Call of Duty: Black Ops 3 - Test (Kampagne)
Team America trifft auf Source Code.
Die Kampagne von Call of Duty: Black Ops 3 befasst sich mit einem äußerst komplexen Konzept: kybernetische Supersoldaten, die durch ihre neu gewonnenen Körperteile nicht nur übermenschliche Kräfte erhielten, sondern über ein weltweites Netzwerk gleichzeitig verbunden sind. Dadurch können sie sogar in die vergangenen Erlebnisse anderer Personen eintauchen, um so an verloren geglaubte Informationen zu gelangen. Erinnert stark an den Film Source Code von 2011 und da ist es wohl kein Zufall, dass ihr in der zweiten Mission diese Fähigkeit einsetzt, um den Ursprung einer Zugexplosion herauszufinden.
- - -
**AUFGABEN:**
a) Wofür wird die Fähigkeit der Supersoldaten laut dem Testbericht zu Black Ops 3 in der zweiten Mission genutzt?
b) Schreib den Testbericht zu Black Ops 3 nach seinem letzten Satz weiter.
- - -
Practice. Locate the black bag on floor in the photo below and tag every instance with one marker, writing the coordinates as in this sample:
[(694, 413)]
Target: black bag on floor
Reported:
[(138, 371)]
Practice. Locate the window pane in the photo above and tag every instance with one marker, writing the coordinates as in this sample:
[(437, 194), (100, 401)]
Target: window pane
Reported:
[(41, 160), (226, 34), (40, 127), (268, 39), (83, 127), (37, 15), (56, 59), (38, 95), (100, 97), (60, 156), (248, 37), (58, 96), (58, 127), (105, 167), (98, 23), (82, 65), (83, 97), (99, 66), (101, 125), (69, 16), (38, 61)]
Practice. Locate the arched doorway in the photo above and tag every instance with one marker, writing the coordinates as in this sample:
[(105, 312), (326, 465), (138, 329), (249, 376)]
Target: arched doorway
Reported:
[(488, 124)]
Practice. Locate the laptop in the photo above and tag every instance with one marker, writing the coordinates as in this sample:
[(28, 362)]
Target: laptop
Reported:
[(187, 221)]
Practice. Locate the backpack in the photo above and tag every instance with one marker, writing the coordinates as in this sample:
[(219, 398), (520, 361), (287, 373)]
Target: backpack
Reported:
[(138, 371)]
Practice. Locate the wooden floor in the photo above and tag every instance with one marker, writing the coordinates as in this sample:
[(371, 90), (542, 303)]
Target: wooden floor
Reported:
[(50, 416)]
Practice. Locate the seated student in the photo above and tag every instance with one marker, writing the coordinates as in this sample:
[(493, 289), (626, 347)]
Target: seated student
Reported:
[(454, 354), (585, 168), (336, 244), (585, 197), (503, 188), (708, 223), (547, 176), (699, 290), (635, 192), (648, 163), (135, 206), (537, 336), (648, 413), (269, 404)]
- - -
**LÖSUNGEN:**
a) Um den Ursprung einer Zugexplosion herauszufinden.

b)
Inszenatorisch ist diese Sequenz ein früher Höhepunkt der Kampagne, gibt es den Entwicklern doch die Möglichkeit, euch innerhalb weniger Minuten an verschiedene Orte zu schicken und schnell die Besonderheiten eurer neuen Fähigkeiten abzuarbeiten. Kein lahmes Tutorial, bei dem das Spiel jedes Mal auf euch wartet, bis ihr eine Aktion tätigt. Nein, ihr werdet direkt am wichtigsten Punkt jeder Szene abgesetzt und dürft das Schlachtfeld frei mit Nanobots beschießen oder feindliche Roboter zur sofortigen Explosion zwingen. Eine kleine Kostprobe späterer Aufträge als flott abgespielter Remix.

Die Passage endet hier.